§ **Task to carry out**: In full and word for word, print the data below.

Region pointing data:
------------

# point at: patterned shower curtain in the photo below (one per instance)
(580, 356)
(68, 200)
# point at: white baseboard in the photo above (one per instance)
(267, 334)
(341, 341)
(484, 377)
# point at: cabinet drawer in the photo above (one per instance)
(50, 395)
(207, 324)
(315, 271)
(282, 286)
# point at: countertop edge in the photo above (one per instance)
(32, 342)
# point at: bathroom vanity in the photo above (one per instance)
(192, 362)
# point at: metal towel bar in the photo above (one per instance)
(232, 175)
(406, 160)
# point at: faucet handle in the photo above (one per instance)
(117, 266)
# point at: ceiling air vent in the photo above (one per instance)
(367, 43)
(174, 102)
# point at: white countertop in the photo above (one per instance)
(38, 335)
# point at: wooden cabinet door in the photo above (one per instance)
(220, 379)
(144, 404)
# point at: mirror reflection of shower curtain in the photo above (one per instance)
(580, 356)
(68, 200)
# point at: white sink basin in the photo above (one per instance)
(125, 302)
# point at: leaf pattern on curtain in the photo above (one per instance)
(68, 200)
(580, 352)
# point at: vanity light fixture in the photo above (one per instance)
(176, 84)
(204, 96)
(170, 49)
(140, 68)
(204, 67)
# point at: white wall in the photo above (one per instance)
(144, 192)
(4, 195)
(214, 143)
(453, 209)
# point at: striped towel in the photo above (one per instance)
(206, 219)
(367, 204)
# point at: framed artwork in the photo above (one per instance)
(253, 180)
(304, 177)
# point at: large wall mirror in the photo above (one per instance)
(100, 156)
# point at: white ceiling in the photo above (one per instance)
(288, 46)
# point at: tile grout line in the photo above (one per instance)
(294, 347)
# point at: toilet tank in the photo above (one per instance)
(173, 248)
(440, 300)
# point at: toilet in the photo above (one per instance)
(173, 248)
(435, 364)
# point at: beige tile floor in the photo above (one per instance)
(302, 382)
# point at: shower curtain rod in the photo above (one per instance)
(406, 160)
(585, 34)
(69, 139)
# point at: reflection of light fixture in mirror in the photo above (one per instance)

------------

§ **Your response**:
# point at: patterned shower curtain in the photo below (one per instance)
(580, 356)
(68, 200)
# point at: white baseboard in the photo above (one per instance)
(267, 334)
(341, 341)
(484, 377)
# point at: cabinet drawer in the photo above (one per instance)
(50, 395)
(207, 324)
(315, 271)
(282, 286)
# point at: countertop edge in the photo above (one per instance)
(32, 342)
# point at: bathroom vanity in the photo above (one per instance)
(192, 362)
# point at: metal towel bar in the photo above (one per instance)
(232, 175)
(406, 160)
# point at: faucet handle in the photo above (one per instance)
(117, 266)
# point at: ceiling air vent in the photo above (one per instance)
(367, 43)
(174, 102)
# point at: white countertop in the photo above (one per instance)
(38, 335)
# point at: wooden cabinet door in the photo above (one per instance)
(220, 379)
(144, 404)
# point at: mirror reflection of shower curtain in the photo above (one per instance)
(580, 356)
(68, 200)
# point at: white sink basin in the photo above (one per instance)
(125, 302)
# point at: leaf pattern on curtain in the photo above (one per instance)
(68, 200)
(580, 352)
# point at: vanity light fixture in the photo above (one per instance)
(176, 84)
(204, 96)
(170, 49)
(140, 68)
(204, 67)
# point at: white wall in the photo above (one per instance)
(144, 192)
(4, 195)
(214, 143)
(453, 209)
# point at: striped towel in the photo above (one per instance)
(206, 219)
(367, 204)
# point at: framed artwork in the photo above (one per instance)
(253, 180)
(304, 177)
# point at: large wall mirror in the photo above (one per instance)
(100, 156)
# point at: white ceiling in the photo above (one per instance)
(288, 46)
# point at: tile grout line in the photo above (one per instance)
(294, 347)
# point at: toilet tank in the photo above (one per instance)
(173, 248)
(440, 300)
# point at: toilet in the photo above (one per instance)
(173, 248)
(435, 364)
# point at: beige tile floor in the photo above (one per instance)
(302, 382)
# point at: shower curtain rod in the photo above (one per instance)
(406, 160)
(585, 34)
(69, 139)
# point at: reflection of light fixture in mirror in the photo above (one per instance)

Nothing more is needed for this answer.